TASK TO CARRY OUT: In the listing that follows, the lines starting at the one containing "Phrase: roof of house" and ending at the one containing "373, row 225." are to be returned exactly, both boundary lines included, and no others.

PROVIDED MATERIAL:

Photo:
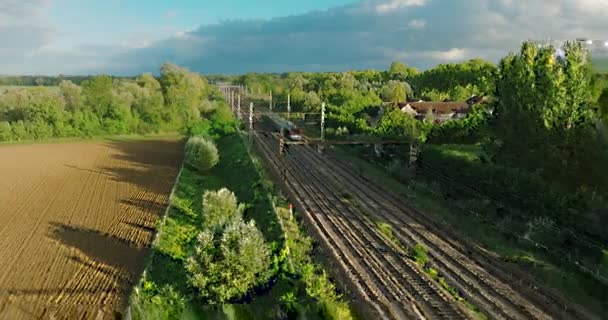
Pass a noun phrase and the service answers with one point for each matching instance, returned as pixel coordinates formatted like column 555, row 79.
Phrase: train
column 286, row 127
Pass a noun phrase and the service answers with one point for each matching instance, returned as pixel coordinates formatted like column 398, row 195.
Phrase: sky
column 128, row 37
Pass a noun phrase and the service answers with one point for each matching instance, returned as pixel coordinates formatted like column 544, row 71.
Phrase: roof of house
column 437, row 107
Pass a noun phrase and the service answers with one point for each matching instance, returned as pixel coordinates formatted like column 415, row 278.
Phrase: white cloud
column 417, row 23
column 393, row 5
column 367, row 34
column 170, row 14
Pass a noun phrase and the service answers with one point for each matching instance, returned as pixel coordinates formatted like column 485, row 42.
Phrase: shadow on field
column 151, row 165
column 110, row 252
column 150, row 153
column 152, row 206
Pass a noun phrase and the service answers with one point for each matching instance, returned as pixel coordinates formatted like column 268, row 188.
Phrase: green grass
column 165, row 293
column 600, row 64
column 465, row 151
column 427, row 197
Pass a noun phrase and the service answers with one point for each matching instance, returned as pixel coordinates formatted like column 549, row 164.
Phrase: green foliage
column 227, row 265
column 220, row 207
column 445, row 77
column 201, row 153
column 468, row 130
column 399, row 71
column 545, row 108
column 157, row 303
column 397, row 124
column 105, row 105
column 5, row 131
column 183, row 91
column 394, row 91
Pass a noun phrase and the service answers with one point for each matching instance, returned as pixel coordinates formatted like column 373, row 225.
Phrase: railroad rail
column 381, row 271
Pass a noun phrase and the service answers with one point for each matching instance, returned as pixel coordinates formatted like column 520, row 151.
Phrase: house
column 439, row 111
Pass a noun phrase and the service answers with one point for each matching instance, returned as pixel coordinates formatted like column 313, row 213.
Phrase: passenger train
column 288, row 128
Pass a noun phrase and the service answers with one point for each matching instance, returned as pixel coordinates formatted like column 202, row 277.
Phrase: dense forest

RESPONSE AREA:
Phrase: roof of house
column 437, row 107
Pass a noun phrase and the service answers with one point for each matching instance, returned as pixel coordinates formatted like column 415, row 278.
Phrase: white cloud
column 417, row 23
column 393, row 5
column 367, row 34
column 170, row 14
Pass a noun phrase and the service answers with one point for each matching instance, returned as pixel coordinates formatted like column 485, row 42.
Phrase: shadow on field
column 151, row 165
column 110, row 252
column 150, row 153
column 152, row 206
Pass a noun phrase and the service answers with one point for each matching instance, returned as pixel coordinates formatted like column 268, row 188.
Phrase: green grass
column 165, row 293
column 600, row 64
column 465, row 151
column 427, row 197
Pass a noun phrase and the service answers with one point for each matching instance, returned as pixel coordinates formatted like column 549, row 164.
Phrase: green foliage
column 227, row 265
column 220, row 207
column 445, row 77
column 201, row 153
column 468, row 130
column 399, row 71
column 545, row 108
column 157, row 303
column 397, row 124
column 105, row 105
column 5, row 131
column 183, row 91
column 394, row 91
Pass a noun phrase and the service answers with one point for each matching instance, returned as pixel coordinates formatted like column 373, row 225.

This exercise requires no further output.